Verizon Acquisition of Vodafone’s 45% Interest in Verizon Wireless

Verizon: Key Messages

 

How the transaction came together:

 

    We have a moment in time where our interests aligned and we have a deal.

 

    This transaction is a natural next step for our partnership with Vodafone.

 

    The wireless, debt and equity markets all aligned and we have a deal that works for everyone.

 

    This has been talked about for years, and that’s because it makes sense on so many levels.

On Vodafone:

 

    Today, you have two partners who are moving on with a great sense of pride in what they were able to achieve together.

 

    We have worked side by side for over a decade and we have the greatest respect for the Vodafone team.

Transaction rationale:

 

    Taking full ownership of our wireless business makes sense for our company, our shareholders and our customers.

 

    Our partnership with Vodafone has been a great success and acquiring full ownership of our wireless business is the best way to take it forward.

 

    Today with the convergence of technology across all of our networks and platforms, it’s important for Verizon to own 100 percent of the wireless business.

 

    With full ownership of our wireless business, we will be more efficient, agile, market responsive and lucrative, operating as a single company with integrated assets.


    Customers are demanding ever greater connectivity on the move and we will have the operational flexibility we need to deliver it.

**Exercise data**

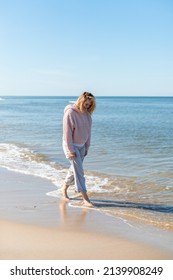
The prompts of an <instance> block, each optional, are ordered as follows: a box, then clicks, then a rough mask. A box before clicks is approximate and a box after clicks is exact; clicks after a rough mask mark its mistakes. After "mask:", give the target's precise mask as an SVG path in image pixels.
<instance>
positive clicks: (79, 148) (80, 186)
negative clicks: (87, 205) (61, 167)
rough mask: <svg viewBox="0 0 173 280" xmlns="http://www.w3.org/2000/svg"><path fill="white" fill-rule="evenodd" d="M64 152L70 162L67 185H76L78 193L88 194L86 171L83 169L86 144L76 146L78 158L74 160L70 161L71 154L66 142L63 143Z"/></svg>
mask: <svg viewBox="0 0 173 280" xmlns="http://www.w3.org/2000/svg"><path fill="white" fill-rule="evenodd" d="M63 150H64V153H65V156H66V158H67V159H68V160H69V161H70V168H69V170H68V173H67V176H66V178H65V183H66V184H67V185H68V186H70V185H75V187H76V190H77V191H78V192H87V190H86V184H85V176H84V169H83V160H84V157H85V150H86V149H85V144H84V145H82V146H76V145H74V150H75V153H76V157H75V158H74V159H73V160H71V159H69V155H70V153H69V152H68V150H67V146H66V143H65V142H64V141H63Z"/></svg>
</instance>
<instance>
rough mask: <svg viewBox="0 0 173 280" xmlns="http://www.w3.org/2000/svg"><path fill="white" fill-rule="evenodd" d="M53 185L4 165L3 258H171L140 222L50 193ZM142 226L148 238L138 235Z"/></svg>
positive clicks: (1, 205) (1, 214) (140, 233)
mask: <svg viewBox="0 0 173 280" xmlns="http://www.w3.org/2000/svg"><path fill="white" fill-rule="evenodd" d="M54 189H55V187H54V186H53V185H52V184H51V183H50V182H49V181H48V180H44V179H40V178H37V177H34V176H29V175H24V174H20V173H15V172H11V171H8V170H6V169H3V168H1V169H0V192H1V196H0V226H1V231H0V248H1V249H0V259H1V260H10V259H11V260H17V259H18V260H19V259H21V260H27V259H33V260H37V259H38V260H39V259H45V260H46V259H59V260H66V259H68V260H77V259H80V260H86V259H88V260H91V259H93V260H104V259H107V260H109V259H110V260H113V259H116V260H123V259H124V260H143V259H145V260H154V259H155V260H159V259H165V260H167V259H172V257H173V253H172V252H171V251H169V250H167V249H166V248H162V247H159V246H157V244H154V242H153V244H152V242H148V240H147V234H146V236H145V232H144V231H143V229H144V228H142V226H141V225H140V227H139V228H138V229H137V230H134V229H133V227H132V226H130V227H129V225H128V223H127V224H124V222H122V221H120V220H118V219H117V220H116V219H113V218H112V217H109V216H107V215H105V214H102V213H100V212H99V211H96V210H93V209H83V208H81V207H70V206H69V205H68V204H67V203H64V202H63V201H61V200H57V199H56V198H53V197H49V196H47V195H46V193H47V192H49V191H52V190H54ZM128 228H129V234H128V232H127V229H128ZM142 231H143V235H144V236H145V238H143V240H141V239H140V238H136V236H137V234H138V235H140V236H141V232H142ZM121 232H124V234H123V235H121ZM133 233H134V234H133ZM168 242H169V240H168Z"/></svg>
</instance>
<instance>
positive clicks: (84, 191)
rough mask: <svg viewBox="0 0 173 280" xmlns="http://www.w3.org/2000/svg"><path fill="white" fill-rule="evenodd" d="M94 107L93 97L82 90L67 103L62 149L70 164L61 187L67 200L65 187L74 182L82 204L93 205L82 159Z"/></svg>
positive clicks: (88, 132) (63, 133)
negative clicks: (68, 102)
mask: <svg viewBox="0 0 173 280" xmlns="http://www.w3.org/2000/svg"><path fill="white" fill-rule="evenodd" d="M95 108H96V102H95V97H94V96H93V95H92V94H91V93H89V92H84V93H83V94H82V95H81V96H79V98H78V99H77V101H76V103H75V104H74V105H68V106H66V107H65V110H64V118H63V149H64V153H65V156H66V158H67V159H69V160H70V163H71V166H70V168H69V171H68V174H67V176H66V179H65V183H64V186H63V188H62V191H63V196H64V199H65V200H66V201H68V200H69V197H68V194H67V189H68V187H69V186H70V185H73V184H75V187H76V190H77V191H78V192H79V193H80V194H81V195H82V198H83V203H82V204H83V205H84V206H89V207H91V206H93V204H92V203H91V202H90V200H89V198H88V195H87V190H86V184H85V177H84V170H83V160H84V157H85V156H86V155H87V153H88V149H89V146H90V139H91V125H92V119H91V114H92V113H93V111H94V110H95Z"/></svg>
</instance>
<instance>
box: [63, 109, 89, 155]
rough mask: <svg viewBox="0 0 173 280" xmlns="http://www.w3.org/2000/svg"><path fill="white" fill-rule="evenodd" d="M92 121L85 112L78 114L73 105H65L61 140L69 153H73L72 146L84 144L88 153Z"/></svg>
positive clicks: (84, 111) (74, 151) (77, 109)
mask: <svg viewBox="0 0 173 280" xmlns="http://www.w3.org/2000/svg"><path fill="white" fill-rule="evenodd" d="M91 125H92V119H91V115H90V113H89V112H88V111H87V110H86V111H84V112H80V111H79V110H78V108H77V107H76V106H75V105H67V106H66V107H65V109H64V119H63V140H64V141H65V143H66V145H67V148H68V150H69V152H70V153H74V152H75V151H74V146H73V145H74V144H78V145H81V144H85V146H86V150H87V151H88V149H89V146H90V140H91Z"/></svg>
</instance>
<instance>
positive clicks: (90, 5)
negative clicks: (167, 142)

**Problem set**
1. Pull out every line of the rows that contains the string "negative". Case counts.
2. Please write the next part of the Verizon key messages on buying out Vodafone's wireless stake, starting after the last message shown.

**Written responses**
1.
negative clicks: (87, 205) (61, 167)
negative clicks: (68, 102)
negative clicks: (167, 142)

2.
 

    The digital economy is moving to “mobile first” on everything, which means there are many opportunities to pursue in mCommerce, mobile video and advertising and the cloud.

 

    These opportunities require more than just wireless assets, which puts big Verizon in a better position than a pure mobile network operator.

 

    The transaction is designed to be self-funding—the incremental free cash flow we will acquire exceeds incremental after-tax interest expense and dividends.

 

    We’re committed to retaining our investment grade profile, investing in the business for growth and innovation and returning value to our shareholders.

Key Messages

 

    Transaction provides Verizon with 100 percent ownership of Verizon Wireless and supports our corporate strategy

 

    The digital economy is moving to mobile first on everything, and it’s important for Verizon to own 100 percent of the wireless business. We will be more efficient, agile, market responsive and lucrative, operating as a single company with integrated assets.

 

    Over the past 13 years, Verizon Wireless has been a key driver of our business strategy and has made Verizon Wireless into the premier mobile provider in the U.S. Over that period we have consistently expressed our desire to own the entire asset.

 

    Our focus on customers, network reliability, and new technology have been the ingredients of a successful partnership with Vodafone.

 

    With full ownership of our wireless business, we will open an exciting new chapter of our future as a new Verizon.

 

    This milestone is important to Verizon’s continued commitment to build long-term growth and shareholder value

 

    The capabilities to wirelessly stream video and broadband in 4G LTE complement our other assets in fiber, global IP and cloud. These assets position us for the rapidly increasing customer demand for video, machine to machine and big data. We are confident of further growth in wireless, and our business in its entirety.

 

    Our continued investment in the business and technology leadership will allow us to continue growing Verizon Wireless.

 

    These opportunities require more than just wireless assets, which puts big Verizon in a better position than a pure mobile network operator.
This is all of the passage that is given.